Pull out each line of the records below that contains the string "mountain", matching case exactly, and copy those lines.

[Records from a dataset]
──────────────────────────────
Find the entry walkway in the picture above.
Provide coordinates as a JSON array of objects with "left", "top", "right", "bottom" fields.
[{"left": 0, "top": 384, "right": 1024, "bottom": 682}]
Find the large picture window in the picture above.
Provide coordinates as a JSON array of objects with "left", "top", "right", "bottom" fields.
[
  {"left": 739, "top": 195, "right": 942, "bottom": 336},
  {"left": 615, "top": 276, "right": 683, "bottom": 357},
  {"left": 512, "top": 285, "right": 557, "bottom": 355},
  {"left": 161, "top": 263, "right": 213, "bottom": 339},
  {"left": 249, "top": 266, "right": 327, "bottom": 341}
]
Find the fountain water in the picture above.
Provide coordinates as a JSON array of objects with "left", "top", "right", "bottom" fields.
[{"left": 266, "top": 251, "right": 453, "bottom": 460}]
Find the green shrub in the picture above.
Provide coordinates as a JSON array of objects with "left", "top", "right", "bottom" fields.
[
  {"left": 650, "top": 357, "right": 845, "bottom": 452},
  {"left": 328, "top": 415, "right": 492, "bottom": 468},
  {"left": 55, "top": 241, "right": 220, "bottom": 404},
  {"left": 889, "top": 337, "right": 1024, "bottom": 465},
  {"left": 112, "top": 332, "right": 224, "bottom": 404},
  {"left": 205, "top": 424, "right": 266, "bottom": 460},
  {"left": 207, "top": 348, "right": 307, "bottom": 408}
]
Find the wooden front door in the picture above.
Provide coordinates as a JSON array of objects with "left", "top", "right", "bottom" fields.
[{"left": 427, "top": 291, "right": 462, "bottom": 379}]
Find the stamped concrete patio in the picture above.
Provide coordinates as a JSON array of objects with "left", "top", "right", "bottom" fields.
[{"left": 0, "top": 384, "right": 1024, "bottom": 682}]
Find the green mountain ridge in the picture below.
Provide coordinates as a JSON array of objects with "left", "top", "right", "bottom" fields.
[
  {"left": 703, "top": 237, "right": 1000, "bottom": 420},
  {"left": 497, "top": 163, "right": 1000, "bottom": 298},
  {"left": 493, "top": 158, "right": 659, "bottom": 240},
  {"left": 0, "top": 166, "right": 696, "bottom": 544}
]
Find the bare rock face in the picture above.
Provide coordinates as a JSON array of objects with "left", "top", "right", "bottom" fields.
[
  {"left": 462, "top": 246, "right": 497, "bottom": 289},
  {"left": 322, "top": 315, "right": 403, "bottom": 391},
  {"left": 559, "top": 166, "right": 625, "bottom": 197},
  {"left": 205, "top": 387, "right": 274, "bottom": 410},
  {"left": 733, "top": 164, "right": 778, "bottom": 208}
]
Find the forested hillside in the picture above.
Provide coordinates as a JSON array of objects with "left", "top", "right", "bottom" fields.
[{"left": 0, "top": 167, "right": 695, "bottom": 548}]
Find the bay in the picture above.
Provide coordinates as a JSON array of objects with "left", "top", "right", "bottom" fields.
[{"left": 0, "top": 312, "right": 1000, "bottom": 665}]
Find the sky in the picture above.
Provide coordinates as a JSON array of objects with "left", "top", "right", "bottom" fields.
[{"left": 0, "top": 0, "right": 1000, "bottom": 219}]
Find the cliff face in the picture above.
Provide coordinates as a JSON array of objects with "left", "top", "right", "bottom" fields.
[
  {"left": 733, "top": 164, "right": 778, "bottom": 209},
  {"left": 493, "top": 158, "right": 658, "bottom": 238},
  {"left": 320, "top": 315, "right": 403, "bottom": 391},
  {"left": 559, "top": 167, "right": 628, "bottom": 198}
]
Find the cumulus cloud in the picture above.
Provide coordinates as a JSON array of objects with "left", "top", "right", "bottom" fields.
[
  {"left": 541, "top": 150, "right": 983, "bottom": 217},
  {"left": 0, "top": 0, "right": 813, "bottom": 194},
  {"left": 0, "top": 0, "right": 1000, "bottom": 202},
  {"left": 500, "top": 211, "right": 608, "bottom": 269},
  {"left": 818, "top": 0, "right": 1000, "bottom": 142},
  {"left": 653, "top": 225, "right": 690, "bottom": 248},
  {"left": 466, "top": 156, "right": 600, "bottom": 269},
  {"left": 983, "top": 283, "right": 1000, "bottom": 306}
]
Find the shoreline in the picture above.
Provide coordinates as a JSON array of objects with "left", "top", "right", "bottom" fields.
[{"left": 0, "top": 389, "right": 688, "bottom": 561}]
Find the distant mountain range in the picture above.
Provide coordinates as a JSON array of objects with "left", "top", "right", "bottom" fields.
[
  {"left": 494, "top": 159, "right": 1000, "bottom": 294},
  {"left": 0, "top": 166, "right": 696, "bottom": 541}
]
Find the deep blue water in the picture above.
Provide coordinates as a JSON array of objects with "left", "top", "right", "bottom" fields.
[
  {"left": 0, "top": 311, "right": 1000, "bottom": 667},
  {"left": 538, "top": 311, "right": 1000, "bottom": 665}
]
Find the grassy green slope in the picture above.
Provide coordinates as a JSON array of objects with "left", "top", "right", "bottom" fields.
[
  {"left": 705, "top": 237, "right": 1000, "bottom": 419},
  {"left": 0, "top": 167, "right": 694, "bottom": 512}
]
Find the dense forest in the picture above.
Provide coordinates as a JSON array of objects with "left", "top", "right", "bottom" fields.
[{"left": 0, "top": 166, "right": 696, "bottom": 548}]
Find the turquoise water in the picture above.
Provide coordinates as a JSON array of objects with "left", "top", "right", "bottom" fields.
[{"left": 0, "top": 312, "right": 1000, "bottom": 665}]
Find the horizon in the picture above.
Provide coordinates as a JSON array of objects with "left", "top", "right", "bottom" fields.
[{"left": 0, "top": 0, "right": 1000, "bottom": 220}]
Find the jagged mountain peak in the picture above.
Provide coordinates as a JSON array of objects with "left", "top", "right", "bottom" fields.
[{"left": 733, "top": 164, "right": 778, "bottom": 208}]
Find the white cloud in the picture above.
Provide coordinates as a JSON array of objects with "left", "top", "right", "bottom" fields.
──────────────────────────────
EXERCISE OUTPUT:
Find the green mountain ridge in the picture below.
Find the distant mountain range in the picture above.
Find the jagged mountain peak in the picture above.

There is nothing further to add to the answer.